• TO BE DONE
Extract the line that contains "Practice. Point at the white building" and every line after it to the end of the records below, exactly as written and nothing else.

** start **

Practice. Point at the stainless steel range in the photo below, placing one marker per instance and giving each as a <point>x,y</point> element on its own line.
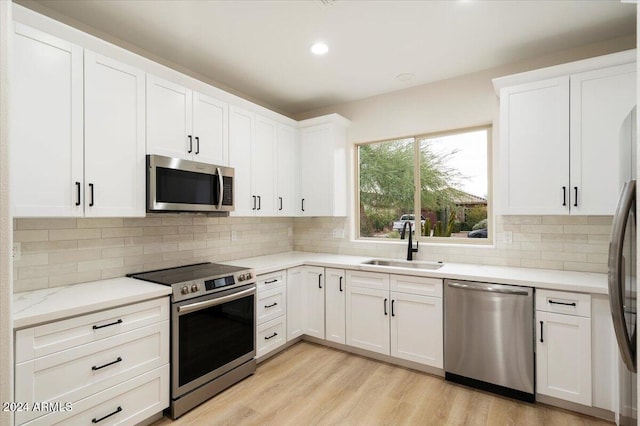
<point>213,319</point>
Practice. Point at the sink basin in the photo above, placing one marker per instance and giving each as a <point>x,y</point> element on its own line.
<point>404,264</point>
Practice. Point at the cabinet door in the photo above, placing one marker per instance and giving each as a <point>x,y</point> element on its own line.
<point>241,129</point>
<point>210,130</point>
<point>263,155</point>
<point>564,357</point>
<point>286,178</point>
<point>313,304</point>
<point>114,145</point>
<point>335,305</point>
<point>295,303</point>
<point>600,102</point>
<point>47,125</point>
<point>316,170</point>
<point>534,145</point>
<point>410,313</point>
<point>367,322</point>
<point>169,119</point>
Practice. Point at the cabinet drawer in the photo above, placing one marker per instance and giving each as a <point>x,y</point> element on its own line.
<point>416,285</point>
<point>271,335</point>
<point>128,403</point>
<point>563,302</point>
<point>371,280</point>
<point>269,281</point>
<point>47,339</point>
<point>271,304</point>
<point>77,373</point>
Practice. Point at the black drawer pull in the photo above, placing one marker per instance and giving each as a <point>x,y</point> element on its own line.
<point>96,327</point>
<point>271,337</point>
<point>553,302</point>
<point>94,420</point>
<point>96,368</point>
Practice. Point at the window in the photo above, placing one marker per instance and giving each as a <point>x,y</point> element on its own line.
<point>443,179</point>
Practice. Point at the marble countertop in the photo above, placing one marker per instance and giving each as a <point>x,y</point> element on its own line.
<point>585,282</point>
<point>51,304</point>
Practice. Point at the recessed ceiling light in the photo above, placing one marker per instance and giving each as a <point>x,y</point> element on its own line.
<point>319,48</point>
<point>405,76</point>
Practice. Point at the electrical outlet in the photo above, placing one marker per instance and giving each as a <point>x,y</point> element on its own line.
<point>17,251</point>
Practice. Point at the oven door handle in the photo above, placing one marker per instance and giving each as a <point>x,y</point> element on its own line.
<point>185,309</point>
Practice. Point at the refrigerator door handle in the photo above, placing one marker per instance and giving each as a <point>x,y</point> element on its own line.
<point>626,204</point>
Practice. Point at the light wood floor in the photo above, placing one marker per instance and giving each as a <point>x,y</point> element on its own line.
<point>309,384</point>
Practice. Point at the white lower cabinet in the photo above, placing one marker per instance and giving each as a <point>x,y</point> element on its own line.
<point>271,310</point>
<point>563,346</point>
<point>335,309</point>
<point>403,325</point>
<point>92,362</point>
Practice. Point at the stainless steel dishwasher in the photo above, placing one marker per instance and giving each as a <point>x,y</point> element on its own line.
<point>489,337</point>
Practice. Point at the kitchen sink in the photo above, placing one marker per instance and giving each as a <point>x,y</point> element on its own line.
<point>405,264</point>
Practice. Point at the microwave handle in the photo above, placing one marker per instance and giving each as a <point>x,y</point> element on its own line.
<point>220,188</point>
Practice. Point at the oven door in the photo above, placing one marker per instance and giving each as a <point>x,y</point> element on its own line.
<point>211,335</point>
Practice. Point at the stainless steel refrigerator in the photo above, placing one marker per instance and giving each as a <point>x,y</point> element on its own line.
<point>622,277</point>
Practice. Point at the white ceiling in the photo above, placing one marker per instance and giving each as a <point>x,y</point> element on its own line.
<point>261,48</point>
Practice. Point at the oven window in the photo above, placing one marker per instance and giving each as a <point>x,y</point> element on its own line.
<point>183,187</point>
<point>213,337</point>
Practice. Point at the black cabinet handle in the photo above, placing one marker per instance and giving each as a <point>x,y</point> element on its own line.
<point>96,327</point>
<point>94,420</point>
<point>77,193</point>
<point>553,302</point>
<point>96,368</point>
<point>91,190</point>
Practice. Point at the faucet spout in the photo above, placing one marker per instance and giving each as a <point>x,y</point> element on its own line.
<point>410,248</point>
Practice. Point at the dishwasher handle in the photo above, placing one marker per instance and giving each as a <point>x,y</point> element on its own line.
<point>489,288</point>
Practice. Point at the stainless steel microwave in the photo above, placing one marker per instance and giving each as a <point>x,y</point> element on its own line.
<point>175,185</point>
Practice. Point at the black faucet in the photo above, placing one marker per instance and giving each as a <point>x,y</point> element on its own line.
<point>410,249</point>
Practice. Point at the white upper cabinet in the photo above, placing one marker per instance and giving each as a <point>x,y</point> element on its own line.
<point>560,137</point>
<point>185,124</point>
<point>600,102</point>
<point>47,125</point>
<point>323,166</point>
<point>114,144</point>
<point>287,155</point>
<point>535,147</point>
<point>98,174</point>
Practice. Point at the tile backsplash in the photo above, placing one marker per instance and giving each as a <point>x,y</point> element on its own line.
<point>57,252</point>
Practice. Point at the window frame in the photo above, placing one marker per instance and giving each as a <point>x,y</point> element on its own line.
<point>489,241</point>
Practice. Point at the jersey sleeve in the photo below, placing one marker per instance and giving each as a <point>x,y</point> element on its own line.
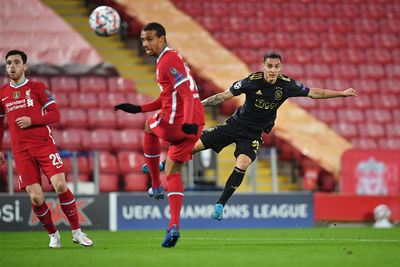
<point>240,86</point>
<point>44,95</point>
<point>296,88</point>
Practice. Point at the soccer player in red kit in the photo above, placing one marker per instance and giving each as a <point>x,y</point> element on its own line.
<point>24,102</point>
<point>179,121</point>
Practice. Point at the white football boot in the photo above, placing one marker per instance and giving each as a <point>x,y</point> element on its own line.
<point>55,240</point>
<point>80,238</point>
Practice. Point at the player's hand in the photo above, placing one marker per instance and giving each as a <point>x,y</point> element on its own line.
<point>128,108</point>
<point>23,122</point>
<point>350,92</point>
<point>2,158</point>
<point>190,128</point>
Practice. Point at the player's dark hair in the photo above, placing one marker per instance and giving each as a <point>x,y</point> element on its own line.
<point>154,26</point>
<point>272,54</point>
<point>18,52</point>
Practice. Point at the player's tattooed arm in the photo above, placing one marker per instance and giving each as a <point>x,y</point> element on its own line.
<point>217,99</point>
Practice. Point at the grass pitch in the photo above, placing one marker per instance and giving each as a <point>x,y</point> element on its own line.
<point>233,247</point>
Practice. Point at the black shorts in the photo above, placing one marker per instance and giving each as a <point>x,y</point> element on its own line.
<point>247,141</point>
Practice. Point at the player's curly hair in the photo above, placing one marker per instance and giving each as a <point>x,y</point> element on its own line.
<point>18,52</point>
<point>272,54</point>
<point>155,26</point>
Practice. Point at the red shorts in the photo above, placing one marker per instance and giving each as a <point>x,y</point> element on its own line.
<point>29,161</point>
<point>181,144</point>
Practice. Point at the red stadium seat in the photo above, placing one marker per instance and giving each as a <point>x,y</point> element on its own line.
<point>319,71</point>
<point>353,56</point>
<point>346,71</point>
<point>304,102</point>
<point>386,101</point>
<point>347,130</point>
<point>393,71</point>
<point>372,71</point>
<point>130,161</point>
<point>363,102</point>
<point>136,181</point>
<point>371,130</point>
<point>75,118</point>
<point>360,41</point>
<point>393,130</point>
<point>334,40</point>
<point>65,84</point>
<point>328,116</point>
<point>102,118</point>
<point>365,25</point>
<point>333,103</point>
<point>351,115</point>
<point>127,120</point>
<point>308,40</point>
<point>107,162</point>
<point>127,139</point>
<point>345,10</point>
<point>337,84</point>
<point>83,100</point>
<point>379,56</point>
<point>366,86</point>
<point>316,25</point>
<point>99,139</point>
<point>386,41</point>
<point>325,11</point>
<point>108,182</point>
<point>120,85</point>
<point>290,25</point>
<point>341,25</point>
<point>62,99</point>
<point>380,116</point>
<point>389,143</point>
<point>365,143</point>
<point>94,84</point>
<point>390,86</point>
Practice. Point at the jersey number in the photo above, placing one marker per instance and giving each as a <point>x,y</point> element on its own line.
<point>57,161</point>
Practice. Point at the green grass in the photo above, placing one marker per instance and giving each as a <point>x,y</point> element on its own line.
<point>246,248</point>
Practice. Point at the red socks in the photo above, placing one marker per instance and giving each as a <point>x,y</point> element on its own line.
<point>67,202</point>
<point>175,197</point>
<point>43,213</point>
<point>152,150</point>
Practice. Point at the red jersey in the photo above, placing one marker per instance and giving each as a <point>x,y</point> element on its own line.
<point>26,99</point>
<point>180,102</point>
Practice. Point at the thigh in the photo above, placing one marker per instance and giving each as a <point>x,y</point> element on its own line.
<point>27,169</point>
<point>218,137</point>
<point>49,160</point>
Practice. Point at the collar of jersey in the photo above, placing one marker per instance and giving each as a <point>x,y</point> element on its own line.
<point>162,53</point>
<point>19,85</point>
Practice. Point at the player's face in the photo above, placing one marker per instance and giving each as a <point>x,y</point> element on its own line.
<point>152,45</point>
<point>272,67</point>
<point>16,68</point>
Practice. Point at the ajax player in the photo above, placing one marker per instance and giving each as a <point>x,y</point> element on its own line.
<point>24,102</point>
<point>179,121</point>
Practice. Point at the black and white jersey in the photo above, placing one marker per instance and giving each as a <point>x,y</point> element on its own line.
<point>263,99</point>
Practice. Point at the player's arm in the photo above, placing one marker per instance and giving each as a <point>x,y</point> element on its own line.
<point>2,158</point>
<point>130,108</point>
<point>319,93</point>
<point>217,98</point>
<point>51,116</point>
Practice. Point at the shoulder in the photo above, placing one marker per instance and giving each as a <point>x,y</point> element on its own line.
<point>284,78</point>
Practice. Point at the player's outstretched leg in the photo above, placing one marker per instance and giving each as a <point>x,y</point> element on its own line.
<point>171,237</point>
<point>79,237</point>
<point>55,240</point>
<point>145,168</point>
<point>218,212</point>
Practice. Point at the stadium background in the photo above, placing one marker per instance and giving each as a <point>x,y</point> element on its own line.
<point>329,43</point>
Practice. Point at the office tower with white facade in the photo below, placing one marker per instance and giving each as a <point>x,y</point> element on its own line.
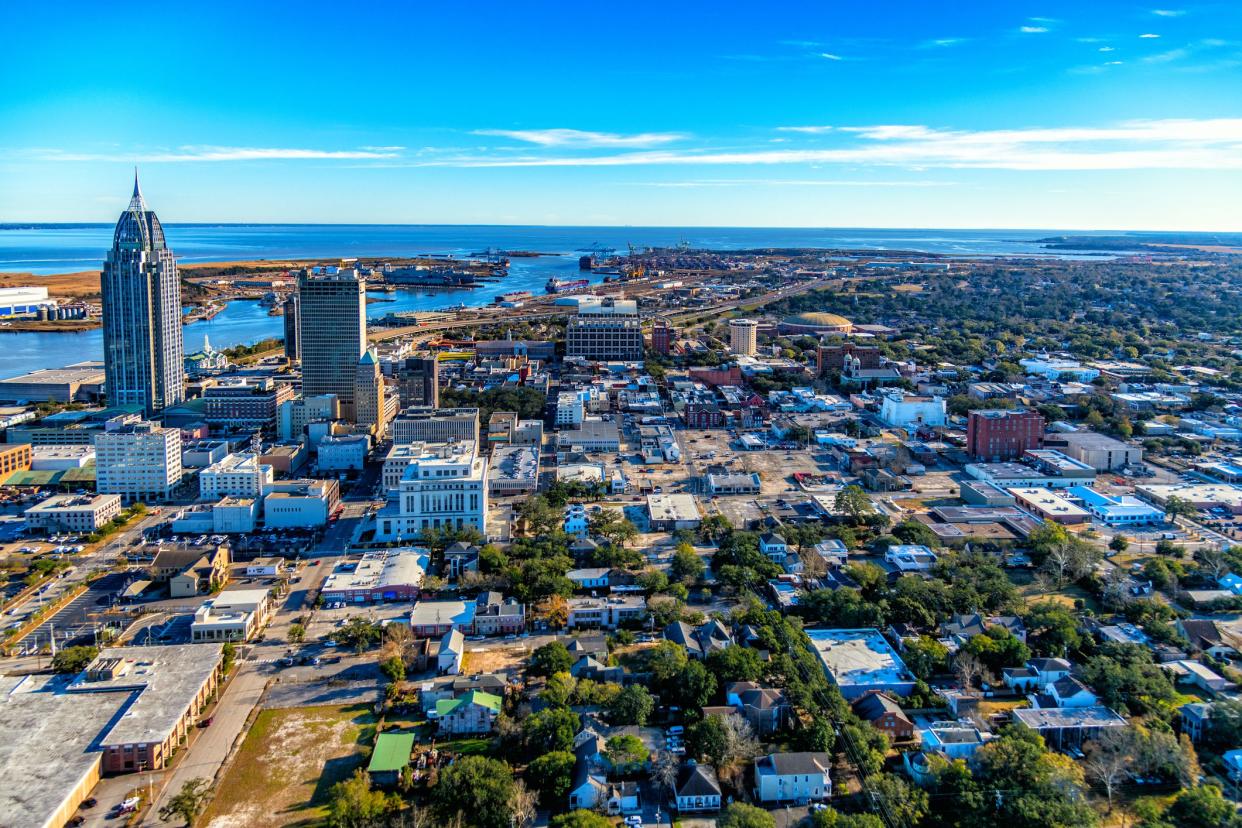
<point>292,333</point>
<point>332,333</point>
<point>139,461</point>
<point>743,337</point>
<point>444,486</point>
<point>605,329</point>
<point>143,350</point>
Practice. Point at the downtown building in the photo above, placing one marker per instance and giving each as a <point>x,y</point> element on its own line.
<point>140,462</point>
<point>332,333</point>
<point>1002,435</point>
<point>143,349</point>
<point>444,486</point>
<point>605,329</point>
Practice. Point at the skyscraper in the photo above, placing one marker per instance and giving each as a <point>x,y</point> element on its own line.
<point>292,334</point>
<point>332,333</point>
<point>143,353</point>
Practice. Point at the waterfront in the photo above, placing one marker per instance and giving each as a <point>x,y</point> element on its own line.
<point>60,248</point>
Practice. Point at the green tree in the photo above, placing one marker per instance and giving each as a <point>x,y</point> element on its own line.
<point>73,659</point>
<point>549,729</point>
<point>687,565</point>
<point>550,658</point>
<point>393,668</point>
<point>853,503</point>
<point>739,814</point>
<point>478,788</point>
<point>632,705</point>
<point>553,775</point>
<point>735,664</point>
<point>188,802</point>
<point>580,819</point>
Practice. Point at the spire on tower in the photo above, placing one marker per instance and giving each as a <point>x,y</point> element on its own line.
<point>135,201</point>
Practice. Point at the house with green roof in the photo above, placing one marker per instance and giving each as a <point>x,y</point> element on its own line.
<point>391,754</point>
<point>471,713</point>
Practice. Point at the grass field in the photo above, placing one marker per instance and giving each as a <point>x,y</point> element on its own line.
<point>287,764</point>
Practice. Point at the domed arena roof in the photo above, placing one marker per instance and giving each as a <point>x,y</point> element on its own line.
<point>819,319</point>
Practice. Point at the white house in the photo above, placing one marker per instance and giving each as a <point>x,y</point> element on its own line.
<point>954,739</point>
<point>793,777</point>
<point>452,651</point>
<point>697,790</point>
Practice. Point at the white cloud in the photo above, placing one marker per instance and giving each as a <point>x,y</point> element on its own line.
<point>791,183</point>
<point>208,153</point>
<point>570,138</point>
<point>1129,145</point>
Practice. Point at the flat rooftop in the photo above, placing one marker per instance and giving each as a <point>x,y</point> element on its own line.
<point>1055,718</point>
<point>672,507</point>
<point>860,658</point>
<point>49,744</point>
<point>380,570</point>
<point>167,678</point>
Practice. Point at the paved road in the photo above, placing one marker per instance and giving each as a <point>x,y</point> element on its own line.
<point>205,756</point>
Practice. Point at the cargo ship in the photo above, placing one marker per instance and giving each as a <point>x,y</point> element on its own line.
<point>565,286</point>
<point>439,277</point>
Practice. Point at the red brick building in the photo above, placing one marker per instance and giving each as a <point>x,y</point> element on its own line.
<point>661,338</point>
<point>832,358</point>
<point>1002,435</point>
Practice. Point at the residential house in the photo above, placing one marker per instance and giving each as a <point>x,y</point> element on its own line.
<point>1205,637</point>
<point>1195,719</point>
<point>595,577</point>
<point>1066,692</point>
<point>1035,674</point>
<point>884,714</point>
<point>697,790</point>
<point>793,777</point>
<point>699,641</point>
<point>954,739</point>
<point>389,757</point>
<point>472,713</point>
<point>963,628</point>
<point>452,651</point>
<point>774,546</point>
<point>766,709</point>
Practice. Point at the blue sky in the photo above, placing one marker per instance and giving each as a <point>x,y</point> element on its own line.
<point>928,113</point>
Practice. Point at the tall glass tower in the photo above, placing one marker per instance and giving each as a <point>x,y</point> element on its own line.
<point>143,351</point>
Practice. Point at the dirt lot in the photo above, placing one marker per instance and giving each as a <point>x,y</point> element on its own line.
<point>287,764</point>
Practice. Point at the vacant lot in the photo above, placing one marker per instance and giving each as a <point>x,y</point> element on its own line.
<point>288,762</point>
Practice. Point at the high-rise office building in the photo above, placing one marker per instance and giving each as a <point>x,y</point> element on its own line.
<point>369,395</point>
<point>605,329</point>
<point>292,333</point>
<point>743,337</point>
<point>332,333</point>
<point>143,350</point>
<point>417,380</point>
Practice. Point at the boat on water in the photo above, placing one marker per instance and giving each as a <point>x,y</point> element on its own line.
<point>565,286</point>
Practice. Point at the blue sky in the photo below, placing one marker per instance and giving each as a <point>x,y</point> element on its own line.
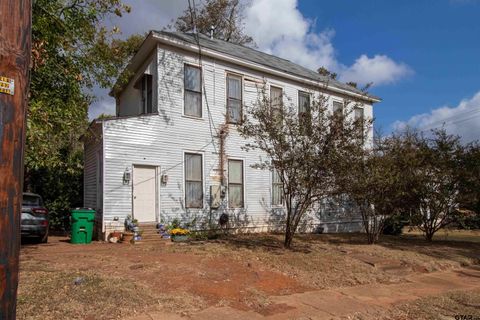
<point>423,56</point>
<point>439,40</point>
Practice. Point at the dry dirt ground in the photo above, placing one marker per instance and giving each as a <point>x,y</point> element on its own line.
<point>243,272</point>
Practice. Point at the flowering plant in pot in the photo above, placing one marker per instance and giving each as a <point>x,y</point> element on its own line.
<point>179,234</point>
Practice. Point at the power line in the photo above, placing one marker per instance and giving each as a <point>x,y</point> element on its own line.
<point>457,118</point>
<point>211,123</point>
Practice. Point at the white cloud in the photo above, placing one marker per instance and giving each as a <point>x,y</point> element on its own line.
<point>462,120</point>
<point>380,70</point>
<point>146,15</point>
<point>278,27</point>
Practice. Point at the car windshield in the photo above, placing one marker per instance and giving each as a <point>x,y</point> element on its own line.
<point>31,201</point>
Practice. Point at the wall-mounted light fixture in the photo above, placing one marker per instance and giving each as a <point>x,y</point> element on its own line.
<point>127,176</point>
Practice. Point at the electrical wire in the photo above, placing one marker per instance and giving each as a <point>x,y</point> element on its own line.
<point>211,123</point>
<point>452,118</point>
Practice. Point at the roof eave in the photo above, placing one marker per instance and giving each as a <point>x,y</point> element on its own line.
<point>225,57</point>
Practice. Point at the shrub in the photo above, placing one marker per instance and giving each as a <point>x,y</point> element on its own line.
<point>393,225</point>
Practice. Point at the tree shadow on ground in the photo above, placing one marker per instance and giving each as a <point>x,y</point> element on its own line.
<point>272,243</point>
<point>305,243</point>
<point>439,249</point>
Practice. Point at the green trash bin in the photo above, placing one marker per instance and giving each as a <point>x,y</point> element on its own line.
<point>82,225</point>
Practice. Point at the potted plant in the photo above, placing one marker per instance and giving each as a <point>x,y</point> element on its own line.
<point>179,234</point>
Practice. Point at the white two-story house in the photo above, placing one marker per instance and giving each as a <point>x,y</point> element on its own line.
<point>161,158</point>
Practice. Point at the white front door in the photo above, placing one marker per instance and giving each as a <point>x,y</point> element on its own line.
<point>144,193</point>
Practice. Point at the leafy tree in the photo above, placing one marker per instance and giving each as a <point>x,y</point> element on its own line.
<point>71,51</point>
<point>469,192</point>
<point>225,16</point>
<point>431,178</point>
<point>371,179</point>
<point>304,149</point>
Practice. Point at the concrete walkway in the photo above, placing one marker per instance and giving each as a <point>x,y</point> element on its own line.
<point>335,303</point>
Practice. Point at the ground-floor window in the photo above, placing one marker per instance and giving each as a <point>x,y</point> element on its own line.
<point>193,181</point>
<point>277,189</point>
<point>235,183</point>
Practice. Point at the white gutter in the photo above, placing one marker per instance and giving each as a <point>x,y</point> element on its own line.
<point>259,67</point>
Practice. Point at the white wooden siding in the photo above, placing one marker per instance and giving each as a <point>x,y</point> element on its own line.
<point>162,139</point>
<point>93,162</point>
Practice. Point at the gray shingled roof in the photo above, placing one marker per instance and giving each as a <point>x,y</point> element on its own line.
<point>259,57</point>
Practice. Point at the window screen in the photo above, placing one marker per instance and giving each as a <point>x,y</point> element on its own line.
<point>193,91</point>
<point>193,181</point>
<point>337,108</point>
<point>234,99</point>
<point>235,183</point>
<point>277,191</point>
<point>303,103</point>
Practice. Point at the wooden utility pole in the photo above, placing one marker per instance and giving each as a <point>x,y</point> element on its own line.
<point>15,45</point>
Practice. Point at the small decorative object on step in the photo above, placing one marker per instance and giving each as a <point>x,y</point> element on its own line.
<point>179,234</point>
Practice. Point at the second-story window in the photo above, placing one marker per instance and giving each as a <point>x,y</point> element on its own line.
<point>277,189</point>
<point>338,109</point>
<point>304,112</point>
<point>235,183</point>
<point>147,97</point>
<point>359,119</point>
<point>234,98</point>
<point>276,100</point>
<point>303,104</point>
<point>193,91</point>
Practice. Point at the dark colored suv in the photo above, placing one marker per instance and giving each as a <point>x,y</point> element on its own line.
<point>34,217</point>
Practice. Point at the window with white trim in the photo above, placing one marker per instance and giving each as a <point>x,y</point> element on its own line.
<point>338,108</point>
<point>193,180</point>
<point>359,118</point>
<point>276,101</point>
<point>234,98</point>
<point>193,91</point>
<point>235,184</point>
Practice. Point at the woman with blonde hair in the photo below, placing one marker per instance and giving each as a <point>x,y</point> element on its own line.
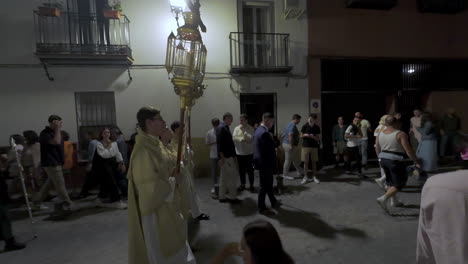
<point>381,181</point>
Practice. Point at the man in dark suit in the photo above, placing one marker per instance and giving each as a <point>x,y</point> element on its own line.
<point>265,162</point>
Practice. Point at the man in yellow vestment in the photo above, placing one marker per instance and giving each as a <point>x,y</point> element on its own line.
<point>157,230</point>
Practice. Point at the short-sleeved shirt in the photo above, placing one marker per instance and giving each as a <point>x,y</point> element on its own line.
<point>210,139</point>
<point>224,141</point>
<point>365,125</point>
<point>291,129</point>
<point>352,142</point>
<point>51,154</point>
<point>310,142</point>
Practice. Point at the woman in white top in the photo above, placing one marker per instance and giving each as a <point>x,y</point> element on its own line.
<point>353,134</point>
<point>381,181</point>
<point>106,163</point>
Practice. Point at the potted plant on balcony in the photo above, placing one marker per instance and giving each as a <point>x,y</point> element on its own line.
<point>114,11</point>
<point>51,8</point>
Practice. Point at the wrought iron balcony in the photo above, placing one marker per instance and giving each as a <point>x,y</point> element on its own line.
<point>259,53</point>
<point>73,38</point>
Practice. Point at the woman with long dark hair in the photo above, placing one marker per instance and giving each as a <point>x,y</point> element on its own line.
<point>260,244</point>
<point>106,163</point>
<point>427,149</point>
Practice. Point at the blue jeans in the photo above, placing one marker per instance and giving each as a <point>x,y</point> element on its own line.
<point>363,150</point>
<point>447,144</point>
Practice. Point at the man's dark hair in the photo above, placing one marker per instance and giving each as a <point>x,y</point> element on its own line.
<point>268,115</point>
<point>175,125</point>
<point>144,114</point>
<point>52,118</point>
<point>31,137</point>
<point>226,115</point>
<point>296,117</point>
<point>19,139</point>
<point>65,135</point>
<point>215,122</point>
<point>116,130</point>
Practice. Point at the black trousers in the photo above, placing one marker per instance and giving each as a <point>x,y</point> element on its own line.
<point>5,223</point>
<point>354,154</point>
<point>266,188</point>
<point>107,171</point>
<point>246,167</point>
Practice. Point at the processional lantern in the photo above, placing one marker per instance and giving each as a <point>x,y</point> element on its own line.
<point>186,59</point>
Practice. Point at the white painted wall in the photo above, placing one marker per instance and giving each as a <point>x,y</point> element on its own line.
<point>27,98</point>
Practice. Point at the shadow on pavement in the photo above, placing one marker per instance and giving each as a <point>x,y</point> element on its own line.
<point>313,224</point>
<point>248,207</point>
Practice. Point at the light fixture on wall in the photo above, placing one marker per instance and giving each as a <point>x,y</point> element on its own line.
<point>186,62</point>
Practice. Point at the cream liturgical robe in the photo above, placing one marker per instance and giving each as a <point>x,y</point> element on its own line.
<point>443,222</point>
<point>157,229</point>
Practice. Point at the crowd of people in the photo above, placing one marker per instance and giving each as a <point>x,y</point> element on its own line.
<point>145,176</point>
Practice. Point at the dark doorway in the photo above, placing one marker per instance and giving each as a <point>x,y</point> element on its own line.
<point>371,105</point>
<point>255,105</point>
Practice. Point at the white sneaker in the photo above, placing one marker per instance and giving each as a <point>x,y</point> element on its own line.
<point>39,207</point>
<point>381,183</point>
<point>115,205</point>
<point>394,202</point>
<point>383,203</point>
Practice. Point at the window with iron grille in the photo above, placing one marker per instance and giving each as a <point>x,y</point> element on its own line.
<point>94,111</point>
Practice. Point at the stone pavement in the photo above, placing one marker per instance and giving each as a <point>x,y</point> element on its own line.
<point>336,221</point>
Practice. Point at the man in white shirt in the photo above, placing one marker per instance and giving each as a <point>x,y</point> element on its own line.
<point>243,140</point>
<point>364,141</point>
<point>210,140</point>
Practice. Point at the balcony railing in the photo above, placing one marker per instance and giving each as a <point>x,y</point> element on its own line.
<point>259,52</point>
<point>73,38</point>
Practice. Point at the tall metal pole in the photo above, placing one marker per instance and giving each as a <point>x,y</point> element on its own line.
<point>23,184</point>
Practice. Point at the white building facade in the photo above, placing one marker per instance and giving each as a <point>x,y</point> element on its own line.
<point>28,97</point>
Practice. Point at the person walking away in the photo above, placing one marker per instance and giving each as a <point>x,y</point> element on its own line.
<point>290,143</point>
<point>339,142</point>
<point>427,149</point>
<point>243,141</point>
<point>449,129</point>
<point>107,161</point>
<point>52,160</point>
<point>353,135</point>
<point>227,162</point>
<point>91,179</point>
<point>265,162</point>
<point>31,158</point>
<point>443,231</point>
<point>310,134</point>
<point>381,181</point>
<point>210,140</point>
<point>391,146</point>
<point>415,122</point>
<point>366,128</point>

** end **

• ANSWER TO THE TASK
Practice. Point at the white building facade in the photo above, placing one marker per instance and giving each as a <point>x,y</point> element on its own line.
<point>28,97</point>
Practice. Point at the person walking away in the photo above, placing one marker per instance and giving each as a <point>x,y</point> element on its own line.
<point>290,143</point>
<point>339,142</point>
<point>427,149</point>
<point>243,141</point>
<point>449,129</point>
<point>107,161</point>
<point>52,160</point>
<point>353,135</point>
<point>227,162</point>
<point>91,179</point>
<point>265,162</point>
<point>31,158</point>
<point>443,231</point>
<point>310,134</point>
<point>381,181</point>
<point>210,140</point>
<point>391,146</point>
<point>415,122</point>
<point>366,128</point>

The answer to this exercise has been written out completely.